#### Given data
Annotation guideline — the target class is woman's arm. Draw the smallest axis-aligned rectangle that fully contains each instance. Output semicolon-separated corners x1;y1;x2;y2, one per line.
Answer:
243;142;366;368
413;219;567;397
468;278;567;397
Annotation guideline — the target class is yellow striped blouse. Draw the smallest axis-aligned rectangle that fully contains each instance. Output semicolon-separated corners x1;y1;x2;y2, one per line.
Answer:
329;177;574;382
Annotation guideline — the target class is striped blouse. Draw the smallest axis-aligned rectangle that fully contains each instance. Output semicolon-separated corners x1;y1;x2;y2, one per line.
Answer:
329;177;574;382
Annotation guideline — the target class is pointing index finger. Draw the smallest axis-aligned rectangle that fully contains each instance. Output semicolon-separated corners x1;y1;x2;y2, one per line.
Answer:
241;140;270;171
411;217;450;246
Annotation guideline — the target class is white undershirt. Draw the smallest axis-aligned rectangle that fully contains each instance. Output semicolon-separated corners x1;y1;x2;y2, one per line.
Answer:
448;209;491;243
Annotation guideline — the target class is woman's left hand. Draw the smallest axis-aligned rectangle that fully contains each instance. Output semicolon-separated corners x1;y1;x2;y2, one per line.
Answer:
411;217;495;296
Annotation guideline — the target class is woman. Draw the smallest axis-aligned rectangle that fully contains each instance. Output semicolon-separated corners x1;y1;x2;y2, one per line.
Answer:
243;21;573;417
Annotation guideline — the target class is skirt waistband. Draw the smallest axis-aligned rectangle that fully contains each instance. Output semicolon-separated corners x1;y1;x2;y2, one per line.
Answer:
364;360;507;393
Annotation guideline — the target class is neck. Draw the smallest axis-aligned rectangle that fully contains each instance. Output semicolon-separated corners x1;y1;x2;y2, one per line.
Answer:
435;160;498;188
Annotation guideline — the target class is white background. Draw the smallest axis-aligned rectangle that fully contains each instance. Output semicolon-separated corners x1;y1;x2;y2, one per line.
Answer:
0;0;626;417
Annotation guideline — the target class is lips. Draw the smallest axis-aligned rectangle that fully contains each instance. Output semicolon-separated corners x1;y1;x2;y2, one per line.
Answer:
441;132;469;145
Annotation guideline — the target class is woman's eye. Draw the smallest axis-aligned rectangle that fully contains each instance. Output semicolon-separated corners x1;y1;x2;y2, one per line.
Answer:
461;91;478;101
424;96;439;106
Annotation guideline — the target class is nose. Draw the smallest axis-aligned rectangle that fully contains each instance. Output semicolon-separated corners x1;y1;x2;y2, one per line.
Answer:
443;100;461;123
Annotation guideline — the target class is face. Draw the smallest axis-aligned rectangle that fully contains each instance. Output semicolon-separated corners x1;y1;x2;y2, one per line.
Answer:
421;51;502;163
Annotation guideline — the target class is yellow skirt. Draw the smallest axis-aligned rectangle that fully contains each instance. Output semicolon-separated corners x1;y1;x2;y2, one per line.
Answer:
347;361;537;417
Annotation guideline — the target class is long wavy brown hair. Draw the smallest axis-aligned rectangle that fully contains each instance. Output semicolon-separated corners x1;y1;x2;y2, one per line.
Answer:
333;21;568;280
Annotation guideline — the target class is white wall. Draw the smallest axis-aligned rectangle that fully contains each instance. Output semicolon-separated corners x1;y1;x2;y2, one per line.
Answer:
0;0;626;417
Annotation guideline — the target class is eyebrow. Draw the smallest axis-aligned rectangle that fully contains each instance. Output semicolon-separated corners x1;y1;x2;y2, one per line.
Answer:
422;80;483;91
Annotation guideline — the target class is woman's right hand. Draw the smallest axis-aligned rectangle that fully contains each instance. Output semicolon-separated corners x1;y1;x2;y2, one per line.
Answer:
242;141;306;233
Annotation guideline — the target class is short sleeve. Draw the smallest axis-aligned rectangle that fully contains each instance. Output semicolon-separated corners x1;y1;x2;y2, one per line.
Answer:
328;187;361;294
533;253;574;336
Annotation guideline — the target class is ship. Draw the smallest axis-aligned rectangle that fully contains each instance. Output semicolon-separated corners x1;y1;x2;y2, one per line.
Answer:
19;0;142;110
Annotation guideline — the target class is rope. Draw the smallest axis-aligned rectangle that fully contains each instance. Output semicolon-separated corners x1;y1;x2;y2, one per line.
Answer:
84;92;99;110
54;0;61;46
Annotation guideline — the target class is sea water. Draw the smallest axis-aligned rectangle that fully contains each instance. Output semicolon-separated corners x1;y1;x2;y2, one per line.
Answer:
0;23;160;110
########
What you need to do> Gather every line of the data that contains the string "skirt" and copy those lines. Case counts.

Answer to the problem>
Annotation guideline — the target class is skirt waistband. Draw the smallest axis-aligned rectangle that fully contains each instance. Output semicolon-separated corners x1;y1;x2;y2, one per line.
Annotation guideline — the target class is yellow skirt. Draw the smallest axis-aligned rectangle that fully contains each instance. Output semicolon-separated corners x1;y1;x2;y2, one per line.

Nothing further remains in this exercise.